**PAGE EXCERPT:**
========================================

Re: [ClusterLabs] crm_resource --wait

2017-10-20 Thread Ken Gaillot
I've narrowed down the cause.

When the "standby" transition completes, vm2 has more remaining
utilization capacity than vm1, so the cluster wants to run sv-fencer
there. That should be taken into account in the same transition, but it
isn't, so a second transition is needed to make it happen.

Still investigating a fix. A workaround is to assign some stickiness or
utilization to sv-fencer.

On Wed, 2017-10-11 at 14:01 +1000, Leon Steffens wrote:
> I've attached two files:
> 314 = after standby step
> 315 = after resource update
> 
> On Wed, Oct 11, 2017 at 12:22 AM, Ken Gaillot 
> wrote:
> > On Tue, 2017-10-10 at 15:19 +1000, Leon Steffens wrote:
> > > Hi Ken,
> > >
> > > I managed to reproduce this on a simplified version of the
> > cluster,
> > > and on Pacemaker 1.1.15, 1.1.16, as well as 1.1.18-rc1
> > 
> > > The steps to create the cluster are:
> > >
> > > pcs property set stonith-enabled=false
> > > pcs property set placement-strategy=balanced
> > >
> > > pcs node utilization vm1 cpu=100
> > > pcs node utilization vm2 cpu=100
> > > pcs node utilization vm3 cpu=100
> > >
> > > pcs property set maintenance-mode=true
> > >
> > > pcs resource create sv-fencer ocf:pacemaker:Dummy
> > >
> > > pcs resource create sv ocf:pacemaker:Dummy clone notify=false
> > > pcs resource create std ocf:pacemaker:Dummy meta resource-
> > > stickiness=100
> > >
> > > pcs resource create partition1 ocf:pacemaker:Dummy meta resource-
> > > stickiness=100
> > > pcs resource create partition2 ocf:pacemaker:Dummy meta resource-
> > > stickiness=100
> > > pcs resource create partition3 ocf:pacemaker:Dummy meta resource-
> > > stickiness=100
> > >
> > > pcs resource utilization partition1 cpu=5
> > > pcs resource utilization partition2 cpu=5
> > > pcs resource utilization partition3 cpu=5
> > >
> > > pcs constraint colocation add std with sv-clone INFINITY
> > > pcs constraint colocation add partition1 with sv-clone INFINITY
> > > pcs constraint colocation add partition2 with sv-clone INFINITY
> > > pcs constraint colocation add partition3 with sv-clone INFINITY
> > >
> > > pcs property set maintenance-mode=false
> > >  
> > >
> > > I can then reproduce the issues in the following way:
> > >
> > > $ pcs resource
> > >  sv-fencer      (ocf::pacemaker:Dummy): Started vm1
> > >  Clone Set: sv-clone [sv]
> > >      Started: [ vm1 vm2 vm3 ]
> > >  std    (ocf::pacemaker:Dummy): Started vm2
> > >  partition1     (ocf::pacemaker:Dummy): Started vm3
> > >  partition2     (ocf::pacemaker:Dummy): Started vm1
> > >  partition3     (ocf::pacemaker:Dummy): Started vm2
> > >
> > > $ pcs cluster standby vm3
> > >
> > > # Check that all resources have moved off vm3
> > > $ pcs resource
> > >  sv-fencer      (ocf::pacemaker:Dummy): Started vm1
> > >  Clone Set: sv-clone [sv]
> > >      Started: [ vm1 vm2 ]
> > >      Stopped: [ vm3 ]
> > >  std    (ocf::pacemaker:Dummy): Started vm2
> > >  partition1     (ocf::pacemaker:Dummy): Started vm1
> > >  partition2     (ocf::pacemaker:Dummy): Started vm1
> > >  partition3     (ocf::pacemaker:Dummy): Started vm2
> > 
> > Thanks for the detailed information, this should help me get to the
> > bottom of it. From this description, it sounds like a new
> > transition
> > isn't being triggered when it should.

========================================

**COMPLETE THE FOLLOWING:**
a) Summarize the Pacemaker thread in two sentences.
b) Write the next part of the Pacemaker thread, picking up after its final sentence.
The data after this text is not needed.

========================================

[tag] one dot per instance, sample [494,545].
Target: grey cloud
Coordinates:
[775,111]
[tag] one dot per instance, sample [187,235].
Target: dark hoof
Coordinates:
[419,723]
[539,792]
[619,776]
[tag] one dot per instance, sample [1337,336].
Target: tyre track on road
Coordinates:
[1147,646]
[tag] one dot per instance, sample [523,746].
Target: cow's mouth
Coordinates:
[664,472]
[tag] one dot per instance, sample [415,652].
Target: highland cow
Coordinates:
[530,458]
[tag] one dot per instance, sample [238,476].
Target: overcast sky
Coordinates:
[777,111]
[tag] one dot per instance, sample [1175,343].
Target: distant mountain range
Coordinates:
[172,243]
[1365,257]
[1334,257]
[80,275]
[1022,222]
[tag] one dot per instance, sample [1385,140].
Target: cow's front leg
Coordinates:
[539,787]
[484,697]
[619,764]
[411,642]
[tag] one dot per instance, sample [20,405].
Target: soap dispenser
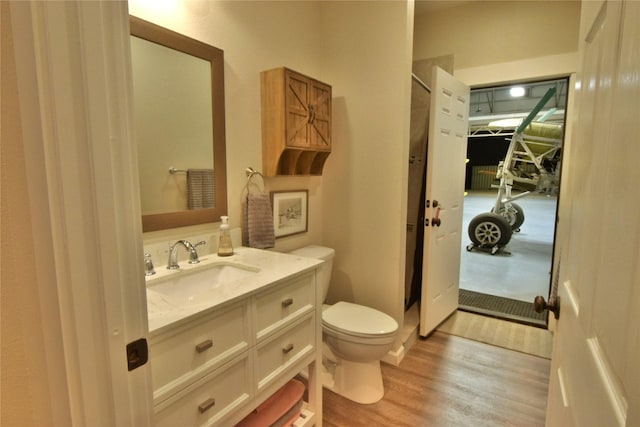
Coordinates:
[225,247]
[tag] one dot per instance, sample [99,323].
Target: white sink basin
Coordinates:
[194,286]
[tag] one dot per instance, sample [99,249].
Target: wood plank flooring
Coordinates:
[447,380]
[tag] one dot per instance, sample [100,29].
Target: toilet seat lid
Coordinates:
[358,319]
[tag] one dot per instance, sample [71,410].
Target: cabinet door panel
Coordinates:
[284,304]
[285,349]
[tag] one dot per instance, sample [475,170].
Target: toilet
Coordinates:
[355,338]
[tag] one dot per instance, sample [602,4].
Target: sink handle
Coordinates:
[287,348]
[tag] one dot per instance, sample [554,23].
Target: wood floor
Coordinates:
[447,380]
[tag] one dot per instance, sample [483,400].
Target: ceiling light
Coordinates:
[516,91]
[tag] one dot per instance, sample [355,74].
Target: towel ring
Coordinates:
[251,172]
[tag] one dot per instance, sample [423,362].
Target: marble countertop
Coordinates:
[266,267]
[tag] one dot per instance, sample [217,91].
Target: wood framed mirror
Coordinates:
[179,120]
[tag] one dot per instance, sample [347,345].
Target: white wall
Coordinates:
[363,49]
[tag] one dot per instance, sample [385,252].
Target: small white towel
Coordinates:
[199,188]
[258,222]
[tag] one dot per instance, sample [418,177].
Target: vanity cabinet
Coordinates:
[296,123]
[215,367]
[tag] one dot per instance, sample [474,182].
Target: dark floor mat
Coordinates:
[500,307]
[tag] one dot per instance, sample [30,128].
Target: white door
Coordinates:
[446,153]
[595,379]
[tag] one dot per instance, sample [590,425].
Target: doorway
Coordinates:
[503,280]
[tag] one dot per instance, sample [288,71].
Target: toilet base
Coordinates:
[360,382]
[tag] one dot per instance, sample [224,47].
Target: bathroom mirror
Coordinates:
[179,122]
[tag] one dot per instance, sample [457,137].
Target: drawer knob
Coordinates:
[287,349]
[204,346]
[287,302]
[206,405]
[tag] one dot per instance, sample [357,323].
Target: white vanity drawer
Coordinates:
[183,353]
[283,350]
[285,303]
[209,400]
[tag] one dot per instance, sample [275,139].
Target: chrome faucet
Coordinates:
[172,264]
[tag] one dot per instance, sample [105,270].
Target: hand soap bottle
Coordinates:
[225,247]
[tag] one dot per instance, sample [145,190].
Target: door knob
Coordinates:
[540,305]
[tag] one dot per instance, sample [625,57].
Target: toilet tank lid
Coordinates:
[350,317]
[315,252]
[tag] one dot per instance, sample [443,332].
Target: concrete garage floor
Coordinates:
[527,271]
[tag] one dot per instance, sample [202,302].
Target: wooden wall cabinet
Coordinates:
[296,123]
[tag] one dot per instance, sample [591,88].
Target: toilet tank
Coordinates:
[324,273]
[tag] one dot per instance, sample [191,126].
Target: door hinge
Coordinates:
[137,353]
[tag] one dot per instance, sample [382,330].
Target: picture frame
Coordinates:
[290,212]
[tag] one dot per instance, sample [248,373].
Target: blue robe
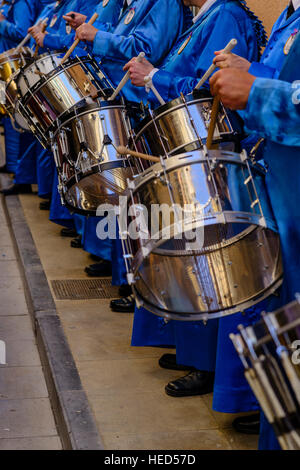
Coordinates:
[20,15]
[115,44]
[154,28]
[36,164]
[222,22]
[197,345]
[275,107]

========================================

**TASK-BY-TASK ANSWERS:**
a) In this thread, Ken Gaillot reports that after the standby transition vm2 has more remaining utilization capacity than vm1, so the cluster wants to run sv-fencer there, but this is not taken into account in the same transition and a second one is needed. He is still looking for a fix and suggests giving sv-fencer some stickiness or utilization as a workaround, after Leon Steffens had reproduced the issue on a simplified cluster on Pacemaker 1.1.15, 1.1.16 and 1.1.18-rc1 and listed the pcs commands and the resource status before and after putting vm3 in standby.

b)
> > 
> > Could you please attach the DC's pe-input file that is listed in
> > the
> > logs after the standby step above? That would simplify analysis.
> > 
> > > # Wait for any outstanding actions to complete.
> > > $ crm_resource --wait --timeout 300
> > > Pending actions:
> > >         Action 22: sv-fencer_monitor_1      on vm2
> > >         Action 21: sv-fencer_start_0    on vm2
> > >         Action 20: sv-fencer_stop_0     on vm1
> > > Error performing operation: Timer expired
> > >
> > > # Check the resources again - sv-fencer is still on vm1
> > > $ pcs resource
> > >  sv-fencer      (ocf::pacemaker:Dummy): Started vm1
> > >  Clone Set: sv-clone [sv]
> > >      Started: [ vm1 vm2 ]
> > >      Stopped: [ vm3 ]
> > >  std    (ocf::pacemaker:Dummy): Started vm2
> > >  partition1     (ocf::pacemaker:Dummy): Started vm1
> > >  partition2     (ocf::pacemaker:Dummy): Started vm1
> > >  partition3     (ocf::pacemaker:Dummy): Started vm2
> > >
> > > # Perform a random update to the CIB.
> > > $ pcs resource update std op monitor interval=20 timeout=20
> > >
> > > # Check resource status again - sv_fencer has now moved to vm2
> > (the
> > > action crm_resource was waiting for)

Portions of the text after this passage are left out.